Only the lines holding "after" are wanted here; copy each from the listing.

.....

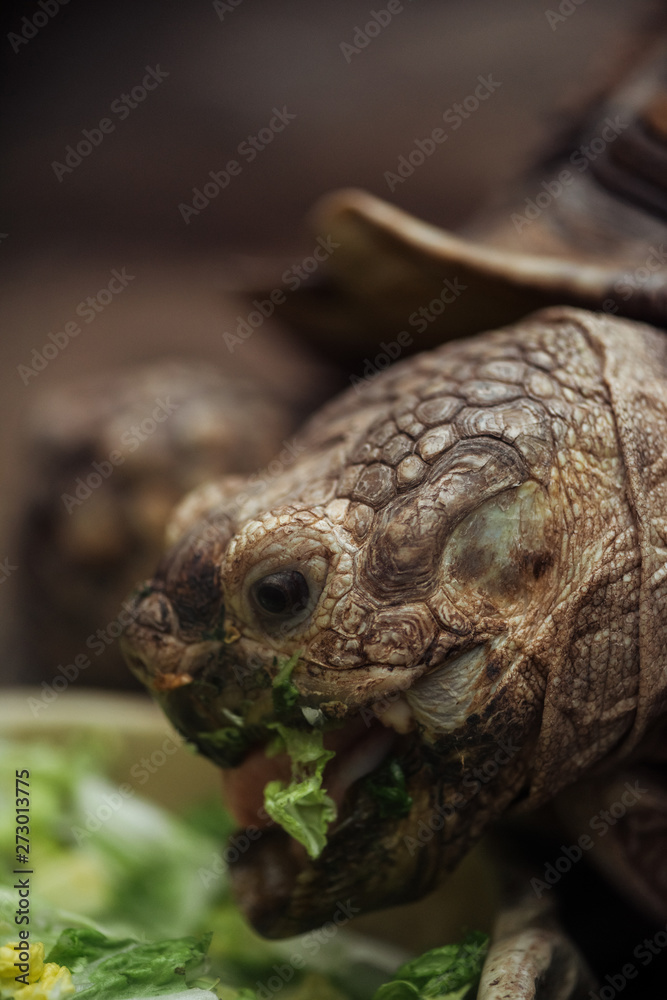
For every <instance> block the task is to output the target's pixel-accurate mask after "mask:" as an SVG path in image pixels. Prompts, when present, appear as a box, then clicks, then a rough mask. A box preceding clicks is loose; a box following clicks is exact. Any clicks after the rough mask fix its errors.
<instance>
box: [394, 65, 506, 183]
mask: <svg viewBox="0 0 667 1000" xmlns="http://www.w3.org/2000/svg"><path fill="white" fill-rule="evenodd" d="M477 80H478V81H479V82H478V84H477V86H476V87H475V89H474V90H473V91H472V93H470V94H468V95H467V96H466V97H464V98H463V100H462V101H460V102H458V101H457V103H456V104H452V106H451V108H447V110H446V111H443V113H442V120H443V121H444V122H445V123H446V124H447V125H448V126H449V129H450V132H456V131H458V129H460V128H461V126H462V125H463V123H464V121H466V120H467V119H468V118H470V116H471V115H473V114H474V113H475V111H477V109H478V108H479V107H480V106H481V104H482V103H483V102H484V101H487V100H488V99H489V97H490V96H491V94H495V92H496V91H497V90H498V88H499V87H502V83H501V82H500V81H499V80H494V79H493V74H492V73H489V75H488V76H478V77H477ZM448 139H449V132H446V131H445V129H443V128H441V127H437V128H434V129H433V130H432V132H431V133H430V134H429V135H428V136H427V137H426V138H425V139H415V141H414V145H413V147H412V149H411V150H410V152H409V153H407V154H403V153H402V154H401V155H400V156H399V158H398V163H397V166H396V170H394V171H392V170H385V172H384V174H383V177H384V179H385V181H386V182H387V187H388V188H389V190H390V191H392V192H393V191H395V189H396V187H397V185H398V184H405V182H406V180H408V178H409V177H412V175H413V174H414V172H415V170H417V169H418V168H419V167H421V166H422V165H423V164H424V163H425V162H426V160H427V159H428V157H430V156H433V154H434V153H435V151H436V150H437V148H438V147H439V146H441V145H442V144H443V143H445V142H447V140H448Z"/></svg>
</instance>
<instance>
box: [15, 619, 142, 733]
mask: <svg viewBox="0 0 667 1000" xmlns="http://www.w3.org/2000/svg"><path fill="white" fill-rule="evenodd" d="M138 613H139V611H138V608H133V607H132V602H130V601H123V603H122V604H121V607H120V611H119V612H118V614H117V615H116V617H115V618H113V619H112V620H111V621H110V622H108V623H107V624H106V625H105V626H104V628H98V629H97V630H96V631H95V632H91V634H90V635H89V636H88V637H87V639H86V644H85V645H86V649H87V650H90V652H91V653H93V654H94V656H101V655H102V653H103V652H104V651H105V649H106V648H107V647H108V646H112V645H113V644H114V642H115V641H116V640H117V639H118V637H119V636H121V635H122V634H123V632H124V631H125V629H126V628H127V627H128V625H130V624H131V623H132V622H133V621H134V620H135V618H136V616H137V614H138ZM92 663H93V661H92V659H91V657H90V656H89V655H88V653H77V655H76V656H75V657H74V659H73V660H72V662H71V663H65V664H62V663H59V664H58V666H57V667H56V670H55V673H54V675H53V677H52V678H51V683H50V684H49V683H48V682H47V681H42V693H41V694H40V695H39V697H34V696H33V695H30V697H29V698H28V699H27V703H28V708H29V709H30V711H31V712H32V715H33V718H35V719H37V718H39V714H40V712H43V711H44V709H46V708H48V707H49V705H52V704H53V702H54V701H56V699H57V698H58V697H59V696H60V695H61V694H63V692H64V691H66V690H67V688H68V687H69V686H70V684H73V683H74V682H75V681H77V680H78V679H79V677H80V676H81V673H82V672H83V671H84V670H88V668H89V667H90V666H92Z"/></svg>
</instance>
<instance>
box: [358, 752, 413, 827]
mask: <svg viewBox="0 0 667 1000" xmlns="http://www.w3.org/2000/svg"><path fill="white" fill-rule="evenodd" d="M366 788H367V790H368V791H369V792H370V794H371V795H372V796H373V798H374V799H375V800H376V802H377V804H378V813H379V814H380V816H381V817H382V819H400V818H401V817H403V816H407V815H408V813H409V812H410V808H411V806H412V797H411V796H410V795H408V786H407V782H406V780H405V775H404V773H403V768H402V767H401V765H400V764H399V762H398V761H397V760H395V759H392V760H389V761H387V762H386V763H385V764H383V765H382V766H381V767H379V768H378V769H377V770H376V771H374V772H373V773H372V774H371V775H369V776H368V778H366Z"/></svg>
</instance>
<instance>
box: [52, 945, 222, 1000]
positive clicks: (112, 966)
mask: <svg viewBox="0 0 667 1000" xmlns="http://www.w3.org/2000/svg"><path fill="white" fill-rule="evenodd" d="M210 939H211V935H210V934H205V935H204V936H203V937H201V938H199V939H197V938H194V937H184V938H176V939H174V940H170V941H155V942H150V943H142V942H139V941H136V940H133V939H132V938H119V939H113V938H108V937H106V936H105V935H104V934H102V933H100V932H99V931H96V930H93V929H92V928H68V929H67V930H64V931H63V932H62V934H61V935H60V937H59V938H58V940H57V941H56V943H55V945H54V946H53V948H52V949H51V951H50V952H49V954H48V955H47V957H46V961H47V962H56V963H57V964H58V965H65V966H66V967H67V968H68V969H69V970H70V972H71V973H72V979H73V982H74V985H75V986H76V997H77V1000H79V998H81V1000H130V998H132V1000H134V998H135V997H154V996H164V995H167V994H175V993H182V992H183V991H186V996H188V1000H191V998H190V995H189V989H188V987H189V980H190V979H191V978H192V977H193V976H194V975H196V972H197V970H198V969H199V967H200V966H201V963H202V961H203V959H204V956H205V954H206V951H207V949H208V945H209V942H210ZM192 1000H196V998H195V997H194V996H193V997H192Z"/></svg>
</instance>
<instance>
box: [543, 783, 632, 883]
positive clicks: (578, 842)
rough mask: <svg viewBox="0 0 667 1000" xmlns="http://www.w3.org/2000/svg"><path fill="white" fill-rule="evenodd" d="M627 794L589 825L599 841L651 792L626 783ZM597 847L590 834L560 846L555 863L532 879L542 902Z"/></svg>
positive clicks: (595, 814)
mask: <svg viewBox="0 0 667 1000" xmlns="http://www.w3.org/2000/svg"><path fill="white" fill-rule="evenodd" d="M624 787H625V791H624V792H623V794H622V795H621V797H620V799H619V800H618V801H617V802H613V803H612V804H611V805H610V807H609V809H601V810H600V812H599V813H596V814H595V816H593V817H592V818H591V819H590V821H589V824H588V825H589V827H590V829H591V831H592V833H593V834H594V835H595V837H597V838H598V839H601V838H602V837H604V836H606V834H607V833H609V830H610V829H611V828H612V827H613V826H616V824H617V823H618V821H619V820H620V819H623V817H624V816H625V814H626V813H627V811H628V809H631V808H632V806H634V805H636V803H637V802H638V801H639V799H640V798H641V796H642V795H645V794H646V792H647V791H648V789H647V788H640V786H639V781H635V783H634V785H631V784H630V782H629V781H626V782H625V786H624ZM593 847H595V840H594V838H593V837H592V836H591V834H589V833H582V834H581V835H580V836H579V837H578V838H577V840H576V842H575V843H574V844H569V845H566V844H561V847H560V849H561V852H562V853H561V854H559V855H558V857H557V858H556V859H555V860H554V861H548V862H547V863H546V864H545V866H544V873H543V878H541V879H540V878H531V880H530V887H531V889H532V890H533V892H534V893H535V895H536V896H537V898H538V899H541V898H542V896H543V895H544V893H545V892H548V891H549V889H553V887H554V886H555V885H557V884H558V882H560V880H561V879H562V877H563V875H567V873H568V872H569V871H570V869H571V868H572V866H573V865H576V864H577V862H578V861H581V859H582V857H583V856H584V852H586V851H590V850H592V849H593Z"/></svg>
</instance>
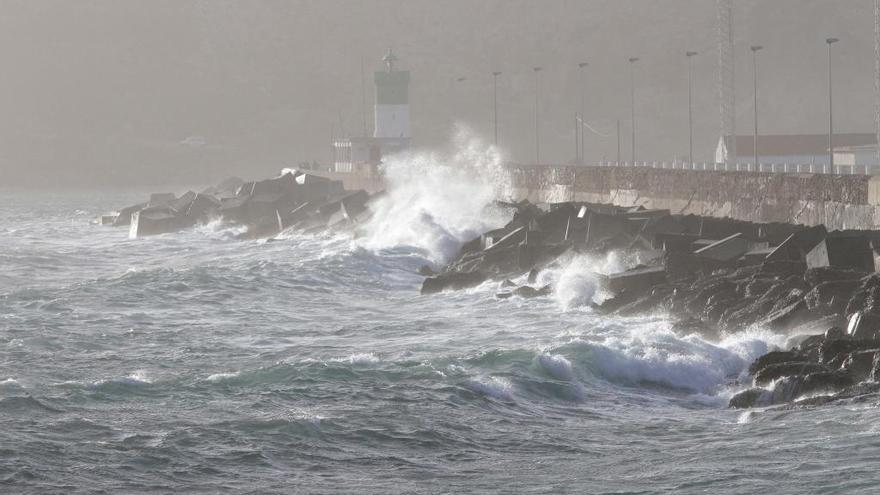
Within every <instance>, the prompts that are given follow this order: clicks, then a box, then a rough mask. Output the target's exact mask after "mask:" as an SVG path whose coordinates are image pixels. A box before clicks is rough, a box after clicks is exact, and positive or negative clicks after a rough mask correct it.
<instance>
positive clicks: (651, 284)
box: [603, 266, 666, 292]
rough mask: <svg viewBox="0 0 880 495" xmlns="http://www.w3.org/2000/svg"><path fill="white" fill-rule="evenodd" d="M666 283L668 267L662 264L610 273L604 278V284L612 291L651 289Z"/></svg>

.....

Result:
For every <instance> block the task is to output the target's pixel-accurate mask after "mask:" as an SVG path in image pixels. Prompts, when present, appear as a box, then clicks, then a rough mask. A box preceding clicks is loose; a box following clicks is exact. Any clicks after the rough mask fix its errors.
Within every <instance>, the prompts that are given follow this order: clicks, then a box, then a rough mask. Output the target's exact mask after "mask:" as an SVG path whose coordinates are image pixels. A box before clicks is rough, a box after clicks is exact, and positive or negative clicks after a rough mask correct it.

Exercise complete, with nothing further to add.